--- start of RECORD SET ---
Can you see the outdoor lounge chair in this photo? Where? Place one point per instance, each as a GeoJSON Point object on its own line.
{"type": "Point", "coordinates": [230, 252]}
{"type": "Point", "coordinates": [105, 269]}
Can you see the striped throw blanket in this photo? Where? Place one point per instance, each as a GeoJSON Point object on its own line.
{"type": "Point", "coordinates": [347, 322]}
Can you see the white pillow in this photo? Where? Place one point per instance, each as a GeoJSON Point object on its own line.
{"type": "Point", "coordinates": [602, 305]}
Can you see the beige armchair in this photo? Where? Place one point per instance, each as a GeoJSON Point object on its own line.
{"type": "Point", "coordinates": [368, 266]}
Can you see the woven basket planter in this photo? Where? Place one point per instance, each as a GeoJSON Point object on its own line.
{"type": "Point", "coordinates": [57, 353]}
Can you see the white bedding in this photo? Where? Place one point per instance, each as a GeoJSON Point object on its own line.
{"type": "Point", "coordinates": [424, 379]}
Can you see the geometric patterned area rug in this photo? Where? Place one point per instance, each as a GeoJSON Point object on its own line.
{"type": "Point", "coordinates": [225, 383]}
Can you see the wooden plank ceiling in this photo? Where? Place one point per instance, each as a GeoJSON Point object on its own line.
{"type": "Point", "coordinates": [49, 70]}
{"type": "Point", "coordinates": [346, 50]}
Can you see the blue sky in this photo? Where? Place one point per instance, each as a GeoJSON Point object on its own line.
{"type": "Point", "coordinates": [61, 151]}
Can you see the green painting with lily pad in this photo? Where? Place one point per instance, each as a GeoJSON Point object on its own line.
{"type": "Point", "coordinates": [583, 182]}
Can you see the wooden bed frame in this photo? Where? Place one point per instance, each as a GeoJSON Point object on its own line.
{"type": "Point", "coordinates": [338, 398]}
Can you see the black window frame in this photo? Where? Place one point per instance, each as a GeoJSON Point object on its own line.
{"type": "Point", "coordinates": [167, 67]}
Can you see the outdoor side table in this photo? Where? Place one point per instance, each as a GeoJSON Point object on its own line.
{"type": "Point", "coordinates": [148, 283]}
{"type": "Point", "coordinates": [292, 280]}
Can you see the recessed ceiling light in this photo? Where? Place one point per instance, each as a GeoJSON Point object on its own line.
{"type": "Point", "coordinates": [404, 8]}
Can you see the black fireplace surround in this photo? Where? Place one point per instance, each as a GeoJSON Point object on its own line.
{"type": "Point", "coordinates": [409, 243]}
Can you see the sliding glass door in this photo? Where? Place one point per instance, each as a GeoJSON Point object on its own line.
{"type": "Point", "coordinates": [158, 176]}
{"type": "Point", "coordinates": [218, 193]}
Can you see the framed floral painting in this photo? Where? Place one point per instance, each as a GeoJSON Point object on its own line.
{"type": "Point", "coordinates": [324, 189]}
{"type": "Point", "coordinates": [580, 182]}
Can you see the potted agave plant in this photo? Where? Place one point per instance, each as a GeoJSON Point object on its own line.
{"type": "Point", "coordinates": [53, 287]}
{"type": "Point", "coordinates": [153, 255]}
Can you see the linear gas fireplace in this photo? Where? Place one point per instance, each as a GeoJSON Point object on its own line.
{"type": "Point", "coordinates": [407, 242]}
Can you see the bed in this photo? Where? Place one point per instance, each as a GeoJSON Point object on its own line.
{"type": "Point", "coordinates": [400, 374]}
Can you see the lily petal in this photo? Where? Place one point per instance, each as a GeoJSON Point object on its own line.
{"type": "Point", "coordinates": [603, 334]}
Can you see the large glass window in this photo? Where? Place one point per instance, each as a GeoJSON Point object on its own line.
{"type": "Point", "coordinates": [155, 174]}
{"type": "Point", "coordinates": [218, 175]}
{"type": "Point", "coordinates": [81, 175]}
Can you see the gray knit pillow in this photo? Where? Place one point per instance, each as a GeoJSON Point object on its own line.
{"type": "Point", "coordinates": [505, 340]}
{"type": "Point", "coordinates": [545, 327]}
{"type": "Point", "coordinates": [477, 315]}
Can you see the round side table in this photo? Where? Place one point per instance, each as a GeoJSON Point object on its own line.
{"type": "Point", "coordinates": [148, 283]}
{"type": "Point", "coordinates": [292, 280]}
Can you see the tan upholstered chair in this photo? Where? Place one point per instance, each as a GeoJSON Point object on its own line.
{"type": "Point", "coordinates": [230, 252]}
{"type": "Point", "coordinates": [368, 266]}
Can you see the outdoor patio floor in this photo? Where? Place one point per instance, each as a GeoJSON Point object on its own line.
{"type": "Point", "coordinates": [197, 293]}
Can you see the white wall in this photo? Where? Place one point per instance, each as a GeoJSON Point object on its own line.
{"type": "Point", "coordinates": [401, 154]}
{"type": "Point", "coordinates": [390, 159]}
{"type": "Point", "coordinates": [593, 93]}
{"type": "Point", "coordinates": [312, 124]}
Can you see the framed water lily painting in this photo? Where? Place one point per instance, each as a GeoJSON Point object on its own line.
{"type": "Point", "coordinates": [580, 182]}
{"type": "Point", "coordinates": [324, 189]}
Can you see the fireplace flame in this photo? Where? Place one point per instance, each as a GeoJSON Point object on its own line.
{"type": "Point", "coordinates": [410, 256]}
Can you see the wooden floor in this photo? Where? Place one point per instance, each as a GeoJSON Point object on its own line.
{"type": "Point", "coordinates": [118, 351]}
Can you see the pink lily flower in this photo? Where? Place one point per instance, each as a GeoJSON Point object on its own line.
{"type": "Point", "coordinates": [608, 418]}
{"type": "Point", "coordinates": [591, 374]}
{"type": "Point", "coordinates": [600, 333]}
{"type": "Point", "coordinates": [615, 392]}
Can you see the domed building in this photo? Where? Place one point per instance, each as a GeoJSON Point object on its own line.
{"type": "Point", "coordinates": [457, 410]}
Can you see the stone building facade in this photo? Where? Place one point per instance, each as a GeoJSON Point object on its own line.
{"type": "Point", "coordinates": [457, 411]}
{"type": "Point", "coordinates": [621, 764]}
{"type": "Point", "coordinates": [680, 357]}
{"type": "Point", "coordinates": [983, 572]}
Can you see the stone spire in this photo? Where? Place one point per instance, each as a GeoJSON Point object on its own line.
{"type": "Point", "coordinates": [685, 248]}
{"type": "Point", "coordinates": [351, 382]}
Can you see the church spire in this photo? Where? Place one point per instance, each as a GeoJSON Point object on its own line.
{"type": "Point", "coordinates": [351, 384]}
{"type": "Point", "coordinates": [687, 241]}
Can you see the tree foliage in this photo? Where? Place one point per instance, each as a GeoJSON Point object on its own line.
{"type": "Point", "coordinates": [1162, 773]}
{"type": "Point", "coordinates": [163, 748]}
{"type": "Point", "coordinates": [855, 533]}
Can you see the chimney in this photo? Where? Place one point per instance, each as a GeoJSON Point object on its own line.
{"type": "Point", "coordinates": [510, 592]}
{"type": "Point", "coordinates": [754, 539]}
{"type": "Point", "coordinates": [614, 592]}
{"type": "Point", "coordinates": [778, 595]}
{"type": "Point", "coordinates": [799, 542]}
--- end of RECORD SET ---
→ EXERCISE INSTRUCTIONS
Arrange the stretch of the material from the line containing "Can you see the chimney" through the end as a Markdown table with the columns Row and Line, leaving out any blank lines.

→ TASK RESPONSE
| Row | Line |
|---|---|
| 1 | Can you see the chimney in this photo? Where? Place one point per instance, each as a GeoJSON Point object on its own line. |
| 2 | {"type": "Point", "coordinates": [510, 592]} |
| 3 | {"type": "Point", "coordinates": [754, 539]} |
| 4 | {"type": "Point", "coordinates": [614, 592]} |
| 5 | {"type": "Point", "coordinates": [778, 595]} |
| 6 | {"type": "Point", "coordinates": [799, 542]} |